[Image outline annotation entries]
---------------

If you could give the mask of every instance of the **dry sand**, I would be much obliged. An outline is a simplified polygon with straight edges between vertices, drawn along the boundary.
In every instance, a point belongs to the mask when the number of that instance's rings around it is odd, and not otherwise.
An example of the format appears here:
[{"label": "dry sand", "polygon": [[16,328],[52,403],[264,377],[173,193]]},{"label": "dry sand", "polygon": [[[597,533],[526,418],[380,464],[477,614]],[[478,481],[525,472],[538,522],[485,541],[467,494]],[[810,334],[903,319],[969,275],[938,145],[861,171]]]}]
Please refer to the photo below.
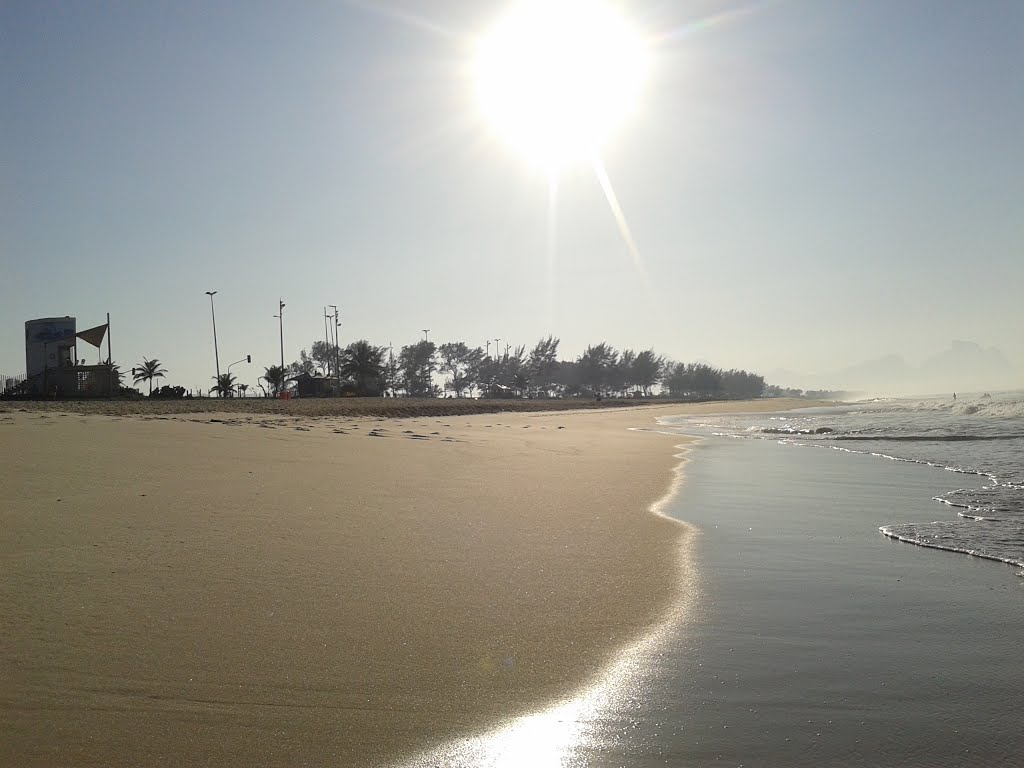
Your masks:
[{"label": "dry sand", "polygon": [[688,528],[648,510],[681,440],[629,427],[693,407],[20,408],[2,765],[377,765],[570,693],[679,598]]}]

---------------

#### Short task:
Put every line of the listing above into a Markdown table with the columns Row and Line, numbering the rows and skipping blank lines. Keep the pictures out of the table.

#### Answer to the task:
| Row | Line |
|---|---|
| 1 | If you could give the mask of every instance of the **dry sand**, I would be much obliged. An outline is a simplified polygon with straight edges between vertices, drawn along the boundary. |
| 2 | In every instance, a point belongs to the mask when the number of that instance's rings around it is odd, and not otherwise. |
| 3 | An example of the format appears here: |
| 4 | [{"label": "dry sand", "polygon": [[16,328],[52,403],[264,377],[173,193]]},{"label": "dry sand", "polygon": [[[597,533],[526,418],[380,464],[477,614]],[[478,481],[525,472],[538,522],[485,541],[467,494]],[[810,334],[903,319],[969,275],[938,145],[861,171]]]}] |
| 5 | Please refer to the photo below. |
| 6 | Your masks: |
| 7 | [{"label": "dry sand", "polygon": [[688,528],[648,510],[681,440],[629,427],[693,407],[20,408],[2,765],[377,765],[570,693],[679,598]]}] |